● **AIM OF THE EXERCISE**:
After finding the line that includes "Query: mountain ridge" in the records below, transcribe it and each line after it through the last, exactly, and add nothing.

......

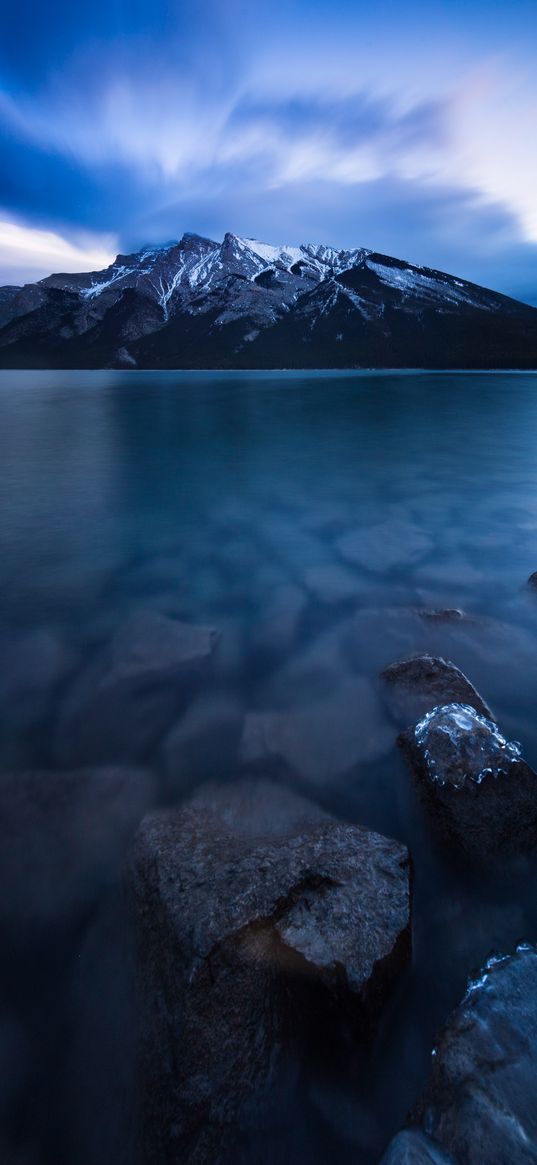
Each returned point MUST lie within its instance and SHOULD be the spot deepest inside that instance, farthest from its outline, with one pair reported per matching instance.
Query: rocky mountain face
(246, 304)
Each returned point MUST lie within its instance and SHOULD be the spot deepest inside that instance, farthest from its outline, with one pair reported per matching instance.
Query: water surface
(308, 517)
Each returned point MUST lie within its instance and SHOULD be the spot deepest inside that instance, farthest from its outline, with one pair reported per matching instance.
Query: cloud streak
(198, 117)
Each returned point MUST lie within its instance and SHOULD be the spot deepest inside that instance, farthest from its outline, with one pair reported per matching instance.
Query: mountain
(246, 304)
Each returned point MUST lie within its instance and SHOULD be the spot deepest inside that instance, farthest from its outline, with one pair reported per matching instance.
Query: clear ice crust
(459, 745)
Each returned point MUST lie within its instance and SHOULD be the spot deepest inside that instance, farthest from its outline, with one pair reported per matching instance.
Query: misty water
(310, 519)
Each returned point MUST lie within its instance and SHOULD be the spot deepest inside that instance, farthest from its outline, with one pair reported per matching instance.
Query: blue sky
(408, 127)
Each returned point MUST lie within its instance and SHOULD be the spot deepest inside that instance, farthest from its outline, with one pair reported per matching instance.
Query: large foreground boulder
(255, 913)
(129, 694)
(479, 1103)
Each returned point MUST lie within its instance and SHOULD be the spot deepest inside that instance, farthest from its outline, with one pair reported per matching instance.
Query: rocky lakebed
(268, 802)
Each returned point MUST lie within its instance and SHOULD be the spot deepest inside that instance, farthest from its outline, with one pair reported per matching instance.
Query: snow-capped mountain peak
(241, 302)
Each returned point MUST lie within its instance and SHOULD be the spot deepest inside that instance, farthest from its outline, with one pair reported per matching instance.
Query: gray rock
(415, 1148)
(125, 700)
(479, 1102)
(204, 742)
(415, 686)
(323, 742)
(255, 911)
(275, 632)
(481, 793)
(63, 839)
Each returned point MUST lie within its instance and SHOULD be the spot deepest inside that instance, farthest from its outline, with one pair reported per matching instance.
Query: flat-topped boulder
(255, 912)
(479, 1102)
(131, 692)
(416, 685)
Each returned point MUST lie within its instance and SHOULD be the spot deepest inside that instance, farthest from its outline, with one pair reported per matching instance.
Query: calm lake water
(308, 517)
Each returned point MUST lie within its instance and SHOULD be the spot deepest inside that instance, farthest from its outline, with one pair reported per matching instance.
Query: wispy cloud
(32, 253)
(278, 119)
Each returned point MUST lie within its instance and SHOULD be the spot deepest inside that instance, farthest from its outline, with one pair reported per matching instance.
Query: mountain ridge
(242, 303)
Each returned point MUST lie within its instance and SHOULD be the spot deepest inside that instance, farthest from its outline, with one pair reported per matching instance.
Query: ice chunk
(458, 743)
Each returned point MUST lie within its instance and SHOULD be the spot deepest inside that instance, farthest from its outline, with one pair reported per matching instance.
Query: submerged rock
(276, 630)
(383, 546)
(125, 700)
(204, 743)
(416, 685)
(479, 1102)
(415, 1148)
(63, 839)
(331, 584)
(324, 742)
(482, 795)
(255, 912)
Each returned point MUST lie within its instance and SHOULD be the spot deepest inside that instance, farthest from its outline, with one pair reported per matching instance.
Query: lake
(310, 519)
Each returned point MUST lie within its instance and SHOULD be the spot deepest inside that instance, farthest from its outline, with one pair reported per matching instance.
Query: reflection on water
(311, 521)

......

● **FINISHED TASK**:
Query: mountain ridge
(242, 303)
Each returned point MUST lie within its instance and SHOULD be the spot deepest inside that instance, farthest from its outline, with one pair reported per matching instance.
Query: ice chunk
(458, 743)
Each returned point MUST lie within its instance and SHOULD be the spot deepest inside that instance, farthest from its outline, with one pair reported per matching instance.
Query: submerged rock
(276, 630)
(383, 546)
(125, 700)
(204, 743)
(416, 685)
(479, 1102)
(415, 1148)
(63, 839)
(331, 584)
(324, 742)
(482, 795)
(255, 912)
Each returned point MUST lie within its instance and SHOULD be the spot deepest inside that instance, farthest from its outline, with one pair reported per matching instance.
Query: lake
(310, 519)
Each returned point MUST lie within its instance and SHOULD be the spot deepest inside that instance, farthest from its outline, with one pair reported per matching instance.
Query: reflection on water
(311, 521)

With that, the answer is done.